» Teks Bacaan
-----
Kamis, 06 Oktober 2011

Asuransi Syari’ah

A. Pengertian 
Dalam bahasa Arab Asuransi disebut at-Ta’min, penanggung disebut Mu’ammin, sedangkan tertanggung disebut Mu’amman atau Musta’min. Kata at-Ta’min itu sendiri memiliki arti memberi perlindungan, ketenangan, rasa aman, dan bebas dari rasa takut, sebagaimana firman Allah ta’ala:  “Dialah Allah yang telah memberi makanan kepada mereka untuk menghilangkan lapar dan mengamankan mereka dari ketakutan.” Men-ta’min-kan sesuatu, artinya adalah seseorang membayar atau menyerahkan uang cicilan untuk agar ia atau ahli warisnya mendapatkan sejumlah uang sebagaimana yang telah disepakati, atau untuk mendapatkan ganti terhadap hartanya yang hilang, dikatakan seseorang mempertanggungkan atau mengasuransikan hidupnya, rumahnya, atau mobilnya. 
Menurut Musthafa Ahmad Zarqa, makna asuransi secara istilah adalah kejadian. Adapun metodologi dan gambarannya dapat berbeda-beda, namun pada intinya, asuransi adalah cara atau metode untuk memelihara manusia dalam menghindari risiko (ancaman) bahaya yang beragam yang akan terjadi dalam perjalanan kegiatan hidupnya, maupun dalam aktivitas ekonominya.
-----
» Daftar Tugas
1. Jawab pertanyaan berikut berdasarkan teks tentang asuransi syariah.
(a) Apa sebutan untuk penanggung dalam bahasa Arab?
(b) Apa saja arti kata at-Ta'min?
(c) Menurut Musthafa Ahmad Zarqa, apa makna asuransi secara istilah?
2. Salin bagian teks tentang asuransi syariah dari "Menurut Musthafa Ahmad" sampai "dalam aktivitas ekonominya.".
Data berikut tidak ada hubungannya dengan teks tentang asuransi syariah.

Data anotasi lokasi objek
-----
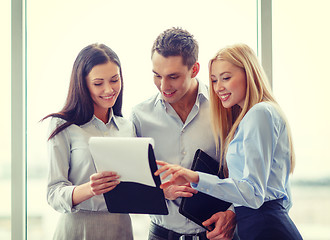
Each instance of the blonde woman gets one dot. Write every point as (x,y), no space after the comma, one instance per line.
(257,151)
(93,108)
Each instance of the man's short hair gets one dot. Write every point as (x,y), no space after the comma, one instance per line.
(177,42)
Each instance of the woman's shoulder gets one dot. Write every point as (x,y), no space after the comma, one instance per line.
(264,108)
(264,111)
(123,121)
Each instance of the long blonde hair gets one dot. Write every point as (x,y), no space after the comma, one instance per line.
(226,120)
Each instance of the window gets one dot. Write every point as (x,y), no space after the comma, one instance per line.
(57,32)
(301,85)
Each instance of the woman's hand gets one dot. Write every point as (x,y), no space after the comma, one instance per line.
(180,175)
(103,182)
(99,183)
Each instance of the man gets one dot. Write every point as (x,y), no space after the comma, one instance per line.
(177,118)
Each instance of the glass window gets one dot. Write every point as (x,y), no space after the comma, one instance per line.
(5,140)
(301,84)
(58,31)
-----
» Jawaban
1.
(a) Mu'ammin.
(b) Memberi perlindungan, ketenangan, rasa aman, dan bebas dari rasa takut.
(c) Kejadian.

2.
Menurut Musthafa Ahmad Zarqa, makna asuransi secara istilah adalah kejadian. Adapun metodologi dan gambarannya dapat berbeda-beda, namun pada intinya, asuransi adalah cara atau metode untuk memelihara manusia dalam menghindari risiko (ancaman) bahaya yang beragam yang akan terjadi dalam perjalanan kegiatan hidupnya, maupun dalam aktivitas ekonominya.